(Image boundary labeling rows)
· · ·
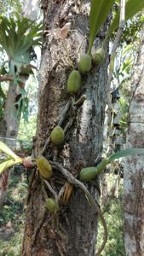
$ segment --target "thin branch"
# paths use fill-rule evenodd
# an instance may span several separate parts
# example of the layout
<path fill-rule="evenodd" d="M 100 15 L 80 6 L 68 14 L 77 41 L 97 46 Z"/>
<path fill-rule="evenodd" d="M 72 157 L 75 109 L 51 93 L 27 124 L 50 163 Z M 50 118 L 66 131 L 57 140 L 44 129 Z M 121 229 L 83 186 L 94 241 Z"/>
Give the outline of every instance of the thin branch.
<path fill-rule="evenodd" d="M 13 81 L 14 78 L 10 75 L 0 75 L 0 82 L 5 82 L 5 81 Z"/>
<path fill-rule="evenodd" d="M 102 252 L 102 250 L 104 249 L 106 242 L 107 241 L 107 224 L 106 224 L 105 219 L 102 216 L 102 213 L 101 213 L 101 211 L 99 206 L 97 205 L 95 199 L 93 198 L 93 196 L 91 195 L 91 194 L 89 193 L 89 191 L 87 189 L 86 186 L 83 183 L 81 183 L 79 180 L 75 178 L 74 176 L 72 173 L 70 173 L 69 172 L 67 172 L 66 169 L 65 169 L 60 163 L 55 162 L 55 161 L 49 161 L 49 162 L 54 168 L 60 170 L 60 172 L 63 174 L 63 176 L 67 179 L 67 181 L 70 183 L 72 183 L 75 186 L 78 186 L 85 193 L 89 203 L 95 209 L 96 212 L 99 214 L 101 224 L 104 228 L 103 242 L 102 242 L 101 247 L 99 248 L 98 252 L 95 253 L 95 256 L 100 255 L 101 253 Z"/>
<path fill-rule="evenodd" d="M 53 194 L 53 195 L 55 196 L 55 203 L 56 203 L 56 205 L 58 205 L 58 195 L 57 195 L 56 192 L 53 189 L 53 188 L 51 187 L 49 183 L 45 178 L 42 178 L 42 181 L 46 184 L 46 186 L 48 187 L 48 189 L 51 192 L 51 194 Z"/>
<path fill-rule="evenodd" d="M 112 79 L 112 74 L 113 74 L 113 69 L 114 69 L 114 60 L 115 60 L 115 55 L 116 55 L 116 51 L 117 48 L 118 46 L 118 43 L 124 27 L 124 18 L 125 17 L 125 0 L 121 0 L 120 2 L 120 19 L 119 19 L 119 28 L 118 30 L 113 46 L 112 49 L 112 53 L 111 53 L 111 61 L 110 61 L 110 70 L 109 70 L 109 75 L 108 75 L 108 79 L 107 79 L 107 97 L 108 97 L 108 106 L 110 108 L 112 108 L 112 103 L 111 103 L 111 98 L 110 98 L 110 85 L 111 85 L 111 81 Z"/>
· · ·
◆ **Set problem**
Please render every row above as a two-column CSV with the headers request and outline, one line per row. Put the full request text in request and its answer in outline, quote each field, replace line breaks with spaces, and leave the pictures out.

◆ **Finished exercise**
request,outline
"$ segment --target ""thin branch"" # paths use fill-rule evenodd # an instance may span several separate parts # example of the layout <path fill-rule=""evenodd"" d=""M 100 15 L 80 6 L 68 14 L 77 41 L 97 46 Z""/> <path fill-rule=""evenodd"" d=""M 72 157 L 75 109 L 51 93 L 27 124 L 50 163 Z M 50 118 L 66 131 L 57 140 L 44 129 Z M 121 229 L 83 186 L 94 241 Z""/> Give the outline of every instance of the thin branch.","<path fill-rule=""evenodd"" d=""M 13 81 L 14 78 L 10 75 L 0 75 L 0 82 L 5 82 L 5 81 Z""/> <path fill-rule=""evenodd"" d=""M 102 252 L 102 250 L 104 249 L 106 242 L 107 241 L 107 224 L 106 224 L 105 219 L 102 216 L 102 213 L 101 213 L 101 211 L 99 206 L 97 205 L 95 199 L 93 198 L 93 196 L 91 195 L 91 194 L 89 193 L 89 191 L 87 189 L 86 186 L 83 183 L 81 183 L 79 180 L 75 178 L 74 176 L 72 173 L 70 173 L 69 172 L 67 172 L 66 169 L 65 169 L 60 163 L 55 162 L 55 161 L 49 161 L 49 162 L 54 168 L 60 170 L 60 172 L 63 174 L 63 176 L 67 179 L 67 181 L 70 183 L 72 183 L 75 186 L 78 186 L 85 193 L 89 203 L 95 209 L 96 212 L 99 214 L 101 224 L 104 228 L 103 242 L 102 242 L 101 247 L 99 248 L 98 252 L 95 253 L 95 256 L 100 255 L 101 253 Z""/> <path fill-rule=""evenodd"" d=""M 53 194 L 53 195 L 55 196 L 55 203 L 56 203 L 56 205 L 58 205 L 58 195 L 57 195 L 56 192 L 53 189 L 53 188 L 51 187 L 49 183 L 45 178 L 42 178 L 42 181 L 46 184 L 46 186 L 48 187 L 48 189 L 51 192 L 51 194 Z""/> <path fill-rule=""evenodd"" d=""M 112 79 L 112 74 L 113 74 L 113 69 L 114 69 L 114 60 L 115 60 L 115 55 L 116 55 L 116 51 L 117 48 L 118 46 L 118 43 L 124 27 L 124 18 L 125 17 L 125 0 L 121 0 L 120 2 L 120 19 L 119 19 L 119 28 L 118 30 L 113 46 L 112 49 L 112 53 L 111 53 L 111 61 L 110 61 L 110 70 L 109 70 L 109 75 L 108 75 L 108 79 L 107 79 L 107 97 L 108 97 L 108 106 L 110 108 L 112 108 L 112 103 L 111 103 L 111 98 L 110 98 L 110 85 L 111 85 L 111 81 Z""/>"